_PAGE TEXT_:

The hole is what appears when we stop busying ourselves. Meditation “proves” this.

You sit, you bring your attention inward, and almost immediately, the mind starts chattering, throwing up images, stories, aches and pains, all designed to do what we do best–distract ourselves from seeing “the great emptiness.”

But if you “just sit” with the sound and light show, soon you start to notice gaps between stories. As you choose not to be led astray by your stories and imaginings, the gap widens, and you peek through to… nothing. Emptiness. That which lies behind or beyond “form.”

If you keep looking, you see, as the Heart Sutra says, that “Form is emptiness, and emptiness is form.” Emptiness, or “the void,” is the screen upon which “real life” is cast. It’s the other side of the coin of “reality.”

To get to this place, though, requires the courage to just “sit there,” and be with the terror that arises at confronting “non-being.”

Nietzsche put it, “Battle not with monsters, lest ye become a monster, and if you gaze into the abyss, the abyss gazes also into you.”

The key word here is “battle.”

Meditation, properly practiced, is not a battle at all, but a “sitting with.” The void, the abyss, emptiness, is who we are; and we are also “fullness.” Our egos, designed to keep us stuck in illusion, wants us to fear the void. To do so, we fill it with monsters of our own making–what will people think, I am a bad person, people are out to get me–stories, fantasies designed to get us to stop looking and to go back to “being busy.”

_EXERCISES_:
1/ Please list the three monsters of our own making that the meditation passage gives as examples.
2/ Carry on the meditation passage from its last sentence.

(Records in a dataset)
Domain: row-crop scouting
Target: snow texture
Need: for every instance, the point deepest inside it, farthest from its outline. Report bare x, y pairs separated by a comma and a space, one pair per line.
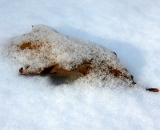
45, 47
129, 28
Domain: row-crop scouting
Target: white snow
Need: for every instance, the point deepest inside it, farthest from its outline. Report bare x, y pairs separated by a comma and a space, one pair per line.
129, 28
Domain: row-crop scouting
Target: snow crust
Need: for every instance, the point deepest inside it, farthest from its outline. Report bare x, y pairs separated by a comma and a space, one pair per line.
129, 28
51, 47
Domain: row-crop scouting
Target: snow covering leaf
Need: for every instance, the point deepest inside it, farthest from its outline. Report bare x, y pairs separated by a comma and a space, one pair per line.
45, 51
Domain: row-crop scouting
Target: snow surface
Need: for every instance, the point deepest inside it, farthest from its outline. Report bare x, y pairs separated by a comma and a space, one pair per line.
129, 28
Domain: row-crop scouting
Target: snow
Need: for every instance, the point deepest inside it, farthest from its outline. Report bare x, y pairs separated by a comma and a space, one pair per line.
129, 28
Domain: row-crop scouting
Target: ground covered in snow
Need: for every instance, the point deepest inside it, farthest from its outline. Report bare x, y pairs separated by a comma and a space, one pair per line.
131, 29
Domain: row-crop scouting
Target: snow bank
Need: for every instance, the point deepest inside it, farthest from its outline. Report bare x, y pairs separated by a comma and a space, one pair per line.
44, 47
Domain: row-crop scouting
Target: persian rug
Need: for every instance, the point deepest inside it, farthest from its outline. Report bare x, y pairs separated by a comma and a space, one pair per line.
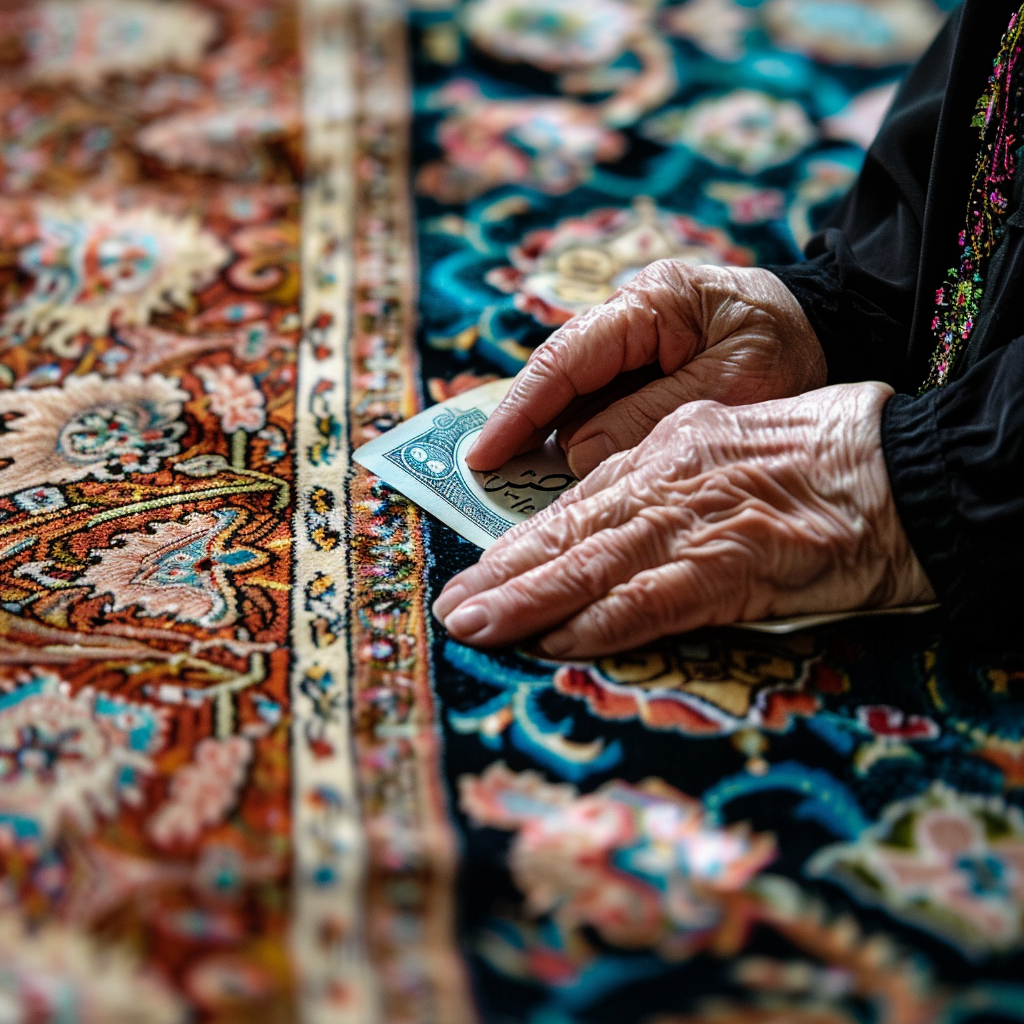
244, 775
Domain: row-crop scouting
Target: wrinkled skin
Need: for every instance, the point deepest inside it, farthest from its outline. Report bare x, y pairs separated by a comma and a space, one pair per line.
675, 334
690, 512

_ANSWERS FOR THE EXERCISE_:
1/
- what will people think
- I am a bad person
- people are out to get me

2/
The joke is, the void, the emptiness is… empty! We populate it with phantoms so that we “don’t go there.” We create it, we forget we created it, and then we scare ourselves with our forgotten creation.

The emptiness, vast and limitless, is as much our real home as is “the worlds” we concoct and call “form.” Or fullness.

Back to the quote: “…and/or having conflicts and discussions that need to happen to resolve the hard things?”

Begin here. Are the writer’s “hard things” the same for me, for you? Of course not. You are the source for what you declare to be “hard.”

Relationships end because the people have different stories about what is going on. Not one right, one wrong, but different. So, really, one is saying to the other, “My scary, self-created story is true, yours is false, and because you won’t do things my way, it’s all your fault.”

The writer accurately presents the “cure”–having conflicts and discussions.

Exactly!

For the purposes of this article, make it, “Be scared by the monsters of my own imagination, but keep going by letting go of the fear. Then, share it and work it through anyway.”

Most people choose to simply avoid.

They have a fight that accomplishes nothing, then run and hide, then come back and apologise –without ever once discussing, let alone resolving, the issue. Wash, rinse, repeat.

The issue, the fear, the terror, never gets discussed or worked through.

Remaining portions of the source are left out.